Input for this task:

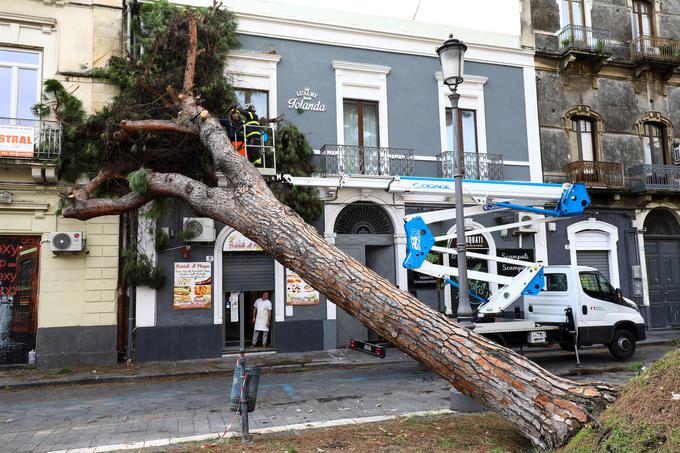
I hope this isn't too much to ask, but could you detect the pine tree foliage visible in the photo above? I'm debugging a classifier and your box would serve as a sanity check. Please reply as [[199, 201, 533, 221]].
[[270, 122, 323, 223], [39, 0, 240, 185]]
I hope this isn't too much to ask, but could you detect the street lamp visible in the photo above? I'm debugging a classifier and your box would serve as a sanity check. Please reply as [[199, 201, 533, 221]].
[[436, 35, 474, 327]]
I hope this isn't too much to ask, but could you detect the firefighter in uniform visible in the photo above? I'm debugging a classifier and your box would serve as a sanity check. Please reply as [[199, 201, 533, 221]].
[[220, 107, 246, 157], [242, 104, 263, 166]]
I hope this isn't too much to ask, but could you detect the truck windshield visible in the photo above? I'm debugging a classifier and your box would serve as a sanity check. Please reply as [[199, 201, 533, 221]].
[[579, 271, 616, 302]]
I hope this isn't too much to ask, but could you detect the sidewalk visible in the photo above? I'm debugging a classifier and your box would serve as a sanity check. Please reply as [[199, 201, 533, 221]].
[[1, 328, 677, 390]]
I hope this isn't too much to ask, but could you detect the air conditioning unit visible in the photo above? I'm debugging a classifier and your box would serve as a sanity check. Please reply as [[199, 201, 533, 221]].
[[515, 213, 541, 233], [49, 232, 86, 253], [182, 217, 216, 242]]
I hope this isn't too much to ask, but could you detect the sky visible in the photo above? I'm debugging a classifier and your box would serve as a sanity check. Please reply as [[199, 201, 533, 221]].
[[179, 0, 522, 36]]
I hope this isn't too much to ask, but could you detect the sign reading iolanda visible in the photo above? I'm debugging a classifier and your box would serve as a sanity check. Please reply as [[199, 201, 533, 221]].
[[287, 88, 327, 112]]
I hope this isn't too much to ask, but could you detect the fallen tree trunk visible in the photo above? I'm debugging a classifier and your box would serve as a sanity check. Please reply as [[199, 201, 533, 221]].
[[61, 22, 617, 448]]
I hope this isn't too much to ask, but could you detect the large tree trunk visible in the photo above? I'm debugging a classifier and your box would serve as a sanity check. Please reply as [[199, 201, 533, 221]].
[[62, 31, 616, 444]]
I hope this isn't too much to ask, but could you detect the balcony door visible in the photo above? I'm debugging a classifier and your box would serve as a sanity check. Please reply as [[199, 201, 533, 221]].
[[632, 0, 653, 39], [643, 122, 668, 165], [569, 118, 595, 162], [343, 99, 379, 174], [561, 0, 586, 28]]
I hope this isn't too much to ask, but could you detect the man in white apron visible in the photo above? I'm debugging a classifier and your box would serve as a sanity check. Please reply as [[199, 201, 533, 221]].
[[251, 291, 272, 347]]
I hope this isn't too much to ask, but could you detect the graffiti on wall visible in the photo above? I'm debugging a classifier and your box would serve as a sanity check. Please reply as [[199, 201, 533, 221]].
[[0, 236, 40, 365]]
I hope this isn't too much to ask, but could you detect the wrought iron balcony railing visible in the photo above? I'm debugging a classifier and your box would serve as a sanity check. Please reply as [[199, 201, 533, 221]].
[[630, 35, 680, 63], [320, 144, 414, 177], [565, 160, 624, 189], [627, 164, 680, 192], [437, 151, 504, 180], [0, 117, 62, 160], [558, 25, 612, 54]]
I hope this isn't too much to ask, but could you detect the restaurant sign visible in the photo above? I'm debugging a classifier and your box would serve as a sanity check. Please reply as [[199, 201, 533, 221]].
[[287, 88, 327, 112], [0, 125, 34, 158], [223, 230, 263, 252]]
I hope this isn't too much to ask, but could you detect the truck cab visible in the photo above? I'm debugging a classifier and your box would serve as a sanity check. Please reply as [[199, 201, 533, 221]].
[[525, 265, 646, 360]]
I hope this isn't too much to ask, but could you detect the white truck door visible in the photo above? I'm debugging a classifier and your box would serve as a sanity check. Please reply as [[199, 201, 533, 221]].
[[525, 271, 574, 324], [576, 270, 617, 344]]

The task:
Reproduce all of the entries word for word, skipping any pictures they hold.

Output:
I hope this isn't too much to ask, but could you detect the pine tree foliage visible in the photo above? I'm debugging a classifier and your box would serve as a sanity check. Please reply as [[199, 201, 533, 221]].
[[270, 122, 323, 223], [39, 0, 240, 185]]
I hope this isn't too much to ask, but could you detect the street lamp visible in the photo above? I'm debugging a classifier and your box would serve as a sanity check. Please reply as [[199, 201, 533, 221]].
[[436, 35, 474, 327]]
I hope this isn't too much to ask, but could you detect the firefighter in uniform visible in the photo above? I'm debugging a classifier and your box would serve as a sanity check. Please reply as [[199, 201, 533, 221]].
[[220, 107, 246, 157], [242, 104, 263, 166]]
I hope this isn't too much to ask, but could you detect the truck windshield visible in the photo above? I'm debugging a classifier and your box would serve as a sanity check. Please reply as [[199, 201, 533, 221]].
[[579, 271, 616, 302]]
I hope this isn't too much to ask, but could you detect the sidewalk visible in the photo above? I'm debugging a classifier and your box would serve as a sanity check. Please reply as [[199, 201, 533, 221]].
[[1, 328, 677, 390]]
I hope this isn't too much to ask, but could you detect the air conditioning unit visible in the photo above? I'm debugging a classifier and your box would serve as a sanity check. Please reply as [[199, 201, 533, 221]].
[[515, 213, 541, 233], [49, 232, 86, 253], [182, 217, 216, 242]]
I hope this isn't too much to ask, but could you detect the sky visible in the photo above? I'm debugging a classifier and your box would serve as a sanity check. Please reply as [[199, 201, 533, 221]].
[[179, 0, 522, 36]]
I hope this isn't too much to ask, but could you detect the sign reading iolanda visible in the photo above? I'm debugging a classifier and your box would serve as a sanity check. Please reply as [[199, 201, 533, 221]].
[[287, 88, 327, 112]]
I hope this isn't too much to ask, but could you detect the fallen tree trunk visible in the photo above? I'm debugging a classifier and your box would serve as a sanity check. Please reply as [[199, 201, 533, 221]].
[[61, 22, 617, 448]]
I hope this isn't too much to ask, but could you detect the large tree trunk visible in the photo above? I'm debugging a classifier and your box would serve as a sanity check. Please reply as [[199, 201, 533, 221]].
[[62, 31, 616, 444]]
I hope this isn't too much to ask, but could you detect the balcony door visible in the photo above? I'm debugging a classifier and your box would serve as a sanity check. Please reply as [[199, 201, 533, 221]].
[[632, 0, 653, 39], [643, 122, 668, 165], [569, 118, 595, 162], [343, 99, 379, 174], [561, 0, 586, 28]]
I hope this isn't too much to ask, but could you detect the man in white apron visible in the photo above? I'm debugging a classifier and your box would serve as a sanity check. Please reply as [[199, 201, 533, 221]].
[[251, 291, 272, 347]]
I hope this isn't too much to ask, but could you detect the graffiti on wall visible in the photo above? I'm debugging a classifier and your box would serve as a sanity check. Please reply as [[199, 201, 533, 221]].
[[0, 236, 40, 365]]
I hope this isn't too much to ask, but could you detect the wrought iron balcony railing visible in the photo above? I'm debugging a classifier and your box would serve as a sanity check. Please reply as [[199, 201, 533, 221]].
[[630, 35, 680, 63], [320, 144, 414, 177], [565, 160, 624, 189], [627, 164, 680, 192], [437, 151, 504, 180], [0, 117, 62, 160], [558, 25, 612, 54]]
I hope this isn't too much to ask, but could you detect the restaurant sign visible in the photo above? I'm debugging a classifier and your box would serve as a sanity check. Please reply as [[199, 201, 533, 221]].
[[287, 88, 327, 112], [0, 125, 34, 158], [223, 230, 263, 252]]
I hope this isn't too much to ask, but could you detect the truck cab visible in the photo above? I'm debugging a classifier and your box would serve as a sanity check. Please reply as [[199, 201, 533, 221]].
[[525, 265, 646, 360]]
I hope this isn't too much to ask, but could you detect the white truck door visible in the photo above? I'm debugging a classifier and your box would serve as a sanity check. Please reply as [[199, 201, 533, 221]].
[[525, 271, 574, 324], [576, 270, 617, 344]]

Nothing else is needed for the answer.